▶ _Task_: Output every line of the records below as a Markdown table with two columns, "No." and "Line". Number the rows in order and skip blank lines.

(Dataset records)
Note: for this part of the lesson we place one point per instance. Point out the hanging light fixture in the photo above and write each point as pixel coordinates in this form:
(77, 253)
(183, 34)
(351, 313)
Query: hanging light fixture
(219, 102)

▶ _Written answer_:
| No. | Line |
|---|---|
| 1 | Note: for this part of the lesson we place one point per instance. Point out the hanging light fixture in the photo above and write each point as pixel coordinates in this form: |
| 2 | (77, 253) |
| 3 | (183, 34) |
| 4 | (351, 313) |
| 5 | Query: hanging light fixture |
| 6 | (219, 102) |